##### Provided records #####

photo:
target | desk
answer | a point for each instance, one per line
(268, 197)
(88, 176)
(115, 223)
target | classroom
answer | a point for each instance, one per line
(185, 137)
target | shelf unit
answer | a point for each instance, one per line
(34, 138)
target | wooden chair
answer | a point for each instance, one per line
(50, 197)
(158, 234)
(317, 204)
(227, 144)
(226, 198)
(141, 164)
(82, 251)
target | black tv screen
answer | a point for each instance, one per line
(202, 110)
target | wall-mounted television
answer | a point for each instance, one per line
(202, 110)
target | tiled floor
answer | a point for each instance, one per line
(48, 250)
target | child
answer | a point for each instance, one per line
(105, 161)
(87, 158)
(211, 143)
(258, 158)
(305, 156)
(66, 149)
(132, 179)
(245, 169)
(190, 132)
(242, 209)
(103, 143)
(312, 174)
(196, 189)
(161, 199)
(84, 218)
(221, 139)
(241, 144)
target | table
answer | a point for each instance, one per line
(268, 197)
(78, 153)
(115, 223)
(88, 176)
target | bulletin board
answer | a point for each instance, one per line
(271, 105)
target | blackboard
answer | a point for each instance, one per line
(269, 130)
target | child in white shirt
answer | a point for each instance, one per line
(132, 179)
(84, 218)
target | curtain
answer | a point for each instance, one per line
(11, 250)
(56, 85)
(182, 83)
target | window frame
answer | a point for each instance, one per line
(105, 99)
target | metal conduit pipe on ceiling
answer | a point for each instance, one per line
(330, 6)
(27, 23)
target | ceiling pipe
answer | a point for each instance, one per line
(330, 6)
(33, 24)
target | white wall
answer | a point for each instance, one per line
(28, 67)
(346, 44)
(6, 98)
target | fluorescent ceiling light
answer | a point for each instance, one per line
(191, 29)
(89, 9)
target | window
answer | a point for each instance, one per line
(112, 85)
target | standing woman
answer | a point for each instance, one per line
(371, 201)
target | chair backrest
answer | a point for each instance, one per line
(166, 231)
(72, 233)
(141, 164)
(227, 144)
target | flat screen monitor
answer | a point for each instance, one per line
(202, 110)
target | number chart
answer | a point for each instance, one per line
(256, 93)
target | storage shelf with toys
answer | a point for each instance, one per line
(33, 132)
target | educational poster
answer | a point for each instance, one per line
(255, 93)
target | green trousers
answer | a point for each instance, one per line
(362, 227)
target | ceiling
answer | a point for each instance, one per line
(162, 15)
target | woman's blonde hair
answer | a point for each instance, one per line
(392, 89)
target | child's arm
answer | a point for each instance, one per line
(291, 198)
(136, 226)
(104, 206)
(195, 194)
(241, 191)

#####

What is being asked: Copy all of the lines above, without changing anything.

Solution:
photo:
target | desk
answer | a point for each instance, one per line
(268, 197)
(88, 176)
(115, 223)
target | classroom
answer | a point for each instance, one per line
(185, 137)
target | shelf unit
answer | a point for each instance, one per line
(34, 138)
target | wooden chair
answer | a point for each instance, one per line
(50, 197)
(158, 234)
(317, 204)
(227, 144)
(226, 198)
(141, 164)
(82, 251)
target | black tv screen
answer | a point for each instance, one per line
(202, 110)
target | wall-mounted television
answer | a point for each instance, one per line
(202, 110)
target | tiled floor
answer | a point for each instance, one per line
(48, 250)
target | child
answer | a point for each instance, one per line
(105, 161)
(87, 158)
(211, 143)
(258, 158)
(305, 156)
(66, 149)
(132, 179)
(245, 169)
(190, 132)
(242, 209)
(103, 143)
(312, 174)
(196, 189)
(161, 199)
(84, 218)
(221, 139)
(241, 144)
target | table
answer | a point for each instance, one per line
(268, 197)
(78, 153)
(115, 223)
(88, 176)
target | bulletin board
answer | a point for each instance, one per line
(271, 105)
target | blackboard
answer | a point for each instance, one per line
(269, 130)
target | child in white shirt
answer | a point for each instance, one per line
(132, 179)
(84, 218)
target | curtain
answer | a point for each instance, one per line
(11, 250)
(56, 85)
(182, 83)
target | window frame
answer | a point for each instance, one per line
(105, 99)
target | metal conduit pipe on ceiling
answer | a point for each instance, one per line
(330, 6)
(27, 23)
target | ceiling pipe
answer | a point for each instance, one per line
(330, 6)
(33, 24)
target | white wall
answer | a point for each instance, one per line
(28, 67)
(346, 44)
(6, 98)
target | fluorescent ceiling light
answer | a point for each instance, one per line
(191, 29)
(89, 9)
target | window
answer | a point for each instance, one per line
(112, 85)
target | standing woman
answer | a point for each instance, one per line
(371, 201)
target | chair backrest
answer | a point for each instance, one per line
(166, 231)
(72, 233)
(141, 164)
(227, 144)
target | flat screen monitor
answer | a point for each instance, one per line
(202, 110)
target | number chart
answer | a point for each instance, one per line
(256, 93)
target | storage shelf with toys
answer | a point for each instance, one per line
(33, 132)
target | educational poster
answer | a point for each instance, one per line
(255, 93)
target | green trousers
answer | a point for each instance, one per line
(362, 227)
target | ceiling
answer | a point for each instance, one per line
(162, 15)
target | woman's blonde hair
answer | a point for each instance, one per line
(392, 89)
target | child's arm
answer | a point for each instance, one per line
(291, 198)
(136, 226)
(104, 206)
(195, 194)
(241, 191)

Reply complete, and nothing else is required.